== Set exercise ==
Copy out each line below exactly as it appears.
>> start Task material
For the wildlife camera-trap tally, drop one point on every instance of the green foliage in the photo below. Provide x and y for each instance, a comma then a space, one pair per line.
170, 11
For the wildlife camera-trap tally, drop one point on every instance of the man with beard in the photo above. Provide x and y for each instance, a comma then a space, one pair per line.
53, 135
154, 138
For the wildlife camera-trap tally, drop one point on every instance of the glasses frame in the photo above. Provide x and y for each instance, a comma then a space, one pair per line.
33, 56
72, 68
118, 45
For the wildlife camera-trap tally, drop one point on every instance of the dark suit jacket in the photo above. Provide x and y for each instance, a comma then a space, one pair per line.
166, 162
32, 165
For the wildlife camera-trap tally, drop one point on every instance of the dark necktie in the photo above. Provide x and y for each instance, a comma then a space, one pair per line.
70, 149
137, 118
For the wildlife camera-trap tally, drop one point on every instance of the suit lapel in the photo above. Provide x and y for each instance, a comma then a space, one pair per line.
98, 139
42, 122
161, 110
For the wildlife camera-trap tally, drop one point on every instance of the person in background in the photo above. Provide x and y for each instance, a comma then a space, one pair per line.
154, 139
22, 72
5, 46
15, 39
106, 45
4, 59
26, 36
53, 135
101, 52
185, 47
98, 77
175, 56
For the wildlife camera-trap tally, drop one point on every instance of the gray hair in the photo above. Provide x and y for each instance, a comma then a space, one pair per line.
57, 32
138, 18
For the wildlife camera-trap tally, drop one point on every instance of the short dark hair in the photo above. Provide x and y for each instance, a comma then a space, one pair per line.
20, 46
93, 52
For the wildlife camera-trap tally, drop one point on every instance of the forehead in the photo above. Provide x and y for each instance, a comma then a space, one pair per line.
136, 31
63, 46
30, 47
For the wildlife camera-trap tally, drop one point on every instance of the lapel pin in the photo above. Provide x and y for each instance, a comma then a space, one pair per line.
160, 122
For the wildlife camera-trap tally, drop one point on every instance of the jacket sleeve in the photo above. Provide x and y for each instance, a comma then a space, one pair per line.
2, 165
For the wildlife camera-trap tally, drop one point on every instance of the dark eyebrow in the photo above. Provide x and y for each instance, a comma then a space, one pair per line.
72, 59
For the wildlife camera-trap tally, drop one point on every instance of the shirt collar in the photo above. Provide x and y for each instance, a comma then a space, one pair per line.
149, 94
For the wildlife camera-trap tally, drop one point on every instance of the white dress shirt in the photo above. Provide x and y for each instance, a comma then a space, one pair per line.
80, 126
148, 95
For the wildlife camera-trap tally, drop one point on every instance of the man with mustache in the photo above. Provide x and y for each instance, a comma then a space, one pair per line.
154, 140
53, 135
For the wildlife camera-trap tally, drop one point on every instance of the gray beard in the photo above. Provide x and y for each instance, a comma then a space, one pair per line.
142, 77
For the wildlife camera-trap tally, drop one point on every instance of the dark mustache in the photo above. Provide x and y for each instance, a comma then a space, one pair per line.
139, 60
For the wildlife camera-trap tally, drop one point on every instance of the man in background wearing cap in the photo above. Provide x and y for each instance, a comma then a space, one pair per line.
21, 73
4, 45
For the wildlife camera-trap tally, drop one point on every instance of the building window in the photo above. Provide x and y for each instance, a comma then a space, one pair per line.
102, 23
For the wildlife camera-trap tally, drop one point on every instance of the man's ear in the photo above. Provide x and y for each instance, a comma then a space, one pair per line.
>> end Task material
== Written answer ==
For the wildlife camera-trap tally, drop one point on every instance of the green foliage in the photo below. Provide x and y for each instance, a comma then a space, one pair per line.
170, 11
For the wildlife camera-trap tally, drop one point on every instance of the man with beard in the photo above. Provide x and y for each instance, a comma then a space, one pair per line.
53, 135
154, 138
For the wildlife camera-trap tally, drop one point on every instance of the glasses frame in the photo above. Provide x and y for each instance, a comma then a space, one pair per line.
33, 56
72, 68
118, 45
For the wildlife camera-trap tally, drop one point on every instance of the dark suit jacket in the photo above. Provide x and y for each instance, a comma then a space, one pair per line.
166, 162
32, 165
For the wildlife camera-trap tally, drop one point on every instance of the dark necktie in the photo above. Provide x and y for each instance, a comma then a space, one pair per line.
70, 149
137, 118
For the wildlife camera-trap tally, drop one point on every instance of the suit lapel in the photo above. Provide x and y for each instance, a comma then a space, one pair per line.
98, 139
42, 122
161, 110
For the wildlife camera-trap tally, drop one point on every instance of the person in background in the photo above. Provide x and y for each instance, a comma then a space, one pair per line.
154, 139
22, 72
5, 46
15, 39
106, 45
4, 59
26, 36
53, 135
101, 52
185, 47
98, 77
175, 56
For the wildlife camera-trap tally, drop one point on every instance of the gray hair in the photo above. Provide x and y for each instance, a comma then a space, one pair per line.
57, 32
138, 18
For the wildlife camera-trap tally, drop one point on every instance of the short dark hair in the photo above. Provide x and y for each instance, a comma then a space, one pair per line.
20, 46
93, 52
For the wildlife camera-trap tally, drop one point on every instance of the forehead in the photo above. Provide x and y for each instance, a comma then a space, one pair per line.
136, 31
63, 46
30, 47
For the wildlife camera-trap tally, drop one point on every instance of the lapel pin in the photo above. Provide x and y for each instance, a comma then a space, one pair per line.
160, 122
For the wildlife camera-trap tally, drop one point on every instance of the jacket sleeve in the photo above. Provide x and y for each instance, a comma then a space, one pair per line.
2, 165
For the wildlife camera-trap tally, drop one point on every instance of the dark eyebrow in the photo above. Provide x and y for each instance, a comma then a space, one pair per line.
72, 59
For the wildlife camera-trap tally, drop one point on every instance of the shirt collar in the photo above. Provide x and y for each instance, a comma then a space, one pair per line.
149, 94
For the wildlife camera-trap tally, drop one point on every instance of the white dress shirt in the photo above. Provide x and y for each instance, a comma then a space, one pair per line.
80, 126
148, 95
For the wildlife camera-trap tally, drop one point on every instance of the man with mustache in the photo above. Provide x and y for each instance, a comma then a space, one pair per line.
154, 140
53, 135
For the wildlife camera-trap tally, drop one point on every instance of the gray beard in the photo above. Provide x and y for each instance, a comma then a space, one pair per line.
142, 77
For the wildlife camera-trap tally, drop one point on every instance of the dark mustache in the photo above. Provide x and y for each instance, a comma then a space, one pair per line.
139, 60
For the wildlife camera-trap tally, drop one point on every instance of the man in background wearing cap in the photo above. Provide x and y for each instance, a comma then a space, one pair per line.
21, 73
4, 45
For the wildlife camera-trap tally, drop one point on every instance of the building window in the photo above. Provide x and y for each instance, a comma then a space, one pair per line.
102, 23
For the wildlife camera-trap tally, drop one point on every instance of the man's ear in the photo above. Provide x and y for each instance, a comma then a space, one pair per line.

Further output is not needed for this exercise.